Swap "innermost" for "central" everywhere it appears in the material below, and reproduce the rest unchanged.
────────────────────────────────────────
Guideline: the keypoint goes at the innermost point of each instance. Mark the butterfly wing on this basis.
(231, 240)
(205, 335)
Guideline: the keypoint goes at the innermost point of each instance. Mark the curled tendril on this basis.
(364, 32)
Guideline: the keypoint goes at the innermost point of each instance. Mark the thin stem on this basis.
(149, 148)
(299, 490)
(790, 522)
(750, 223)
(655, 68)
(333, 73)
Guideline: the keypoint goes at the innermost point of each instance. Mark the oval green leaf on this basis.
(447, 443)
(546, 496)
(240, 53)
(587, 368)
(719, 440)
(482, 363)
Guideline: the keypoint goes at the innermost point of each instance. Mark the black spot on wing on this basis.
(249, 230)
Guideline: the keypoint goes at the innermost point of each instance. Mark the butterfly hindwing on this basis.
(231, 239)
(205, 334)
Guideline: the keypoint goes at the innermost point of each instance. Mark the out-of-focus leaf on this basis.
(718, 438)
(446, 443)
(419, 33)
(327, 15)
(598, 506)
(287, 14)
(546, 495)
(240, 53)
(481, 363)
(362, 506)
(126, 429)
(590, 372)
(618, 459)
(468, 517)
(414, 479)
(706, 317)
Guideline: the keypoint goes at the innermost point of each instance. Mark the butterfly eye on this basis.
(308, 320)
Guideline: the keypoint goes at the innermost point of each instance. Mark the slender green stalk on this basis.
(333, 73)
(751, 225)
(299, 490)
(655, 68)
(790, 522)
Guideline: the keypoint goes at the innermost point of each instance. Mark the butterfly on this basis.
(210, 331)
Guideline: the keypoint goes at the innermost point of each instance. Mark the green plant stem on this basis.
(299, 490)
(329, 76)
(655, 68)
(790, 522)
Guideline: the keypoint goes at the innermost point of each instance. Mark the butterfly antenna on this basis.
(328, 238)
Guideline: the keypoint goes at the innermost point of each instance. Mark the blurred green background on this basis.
────────────────────────────────────────
» Response
Guideline: the keypoint goes at the central point of each instance. Mark the butterfly wing on this basis.
(231, 240)
(205, 335)
Guideline: the keypoint goes at the central point of each instance. Mark the curled tendril on this basis.
(364, 32)
Guideline: the keypoint goes at the central point of each instance. Mark the thin stem on this basis.
(149, 148)
(299, 490)
(790, 522)
(750, 223)
(655, 68)
(333, 73)
Guideline: the keypoint goes at the central point of each instance. Mark the oval green leaf on this basis.
(447, 443)
(546, 496)
(240, 53)
(587, 368)
(719, 440)
(482, 363)
Guideline: the keypoint goes at the central point of each instance. Mark the black spot on wing on this basis.
(249, 230)
Guideline: the keypoint goes at the central point of each instance. Mark the butterfly hindwing on this basis.
(231, 239)
(205, 334)
Guideline: the keypoint goes at the central point of each instance. Mark the out-of-focus leaf on this basis.
(718, 438)
(446, 443)
(419, 33)
(327, 15)
(598, 506)
(287, 14)
(546, 495)
(240, 53)
(481, 363)
(362, 506)
(126, 429)
(590, 372)
(618, 459)
(468, 517)
(414, 479)
(706, 317)
Guideline: the keypoint goes at the central point of each instance. Mark the butterfly eye on this basis.
(308, 320)
Guideline: the keypoint goes at the central point of each instance. Mark the slender green stalk on this basis.
(333, 73)
(751, 225)
(299, 490)
(655, 68)
(790, 522)
Guideline: the keypoint goes at the central point of each instance. Mark the butterfly on this basis.
(210, 331)
Guideline: the keypoint goes at the central point of each instance. Mark the green plant stem on this basis.
(299, 490)
(329, 76)
(655, 68)
(790, 522)
Guideline: the keypoint goes at the central point of each instance. Mark the butterfly antenna on this basis.
(328, 238)
Guideline: the keypoint goes at the central point of each instance. Mark the blurred green background on this basis.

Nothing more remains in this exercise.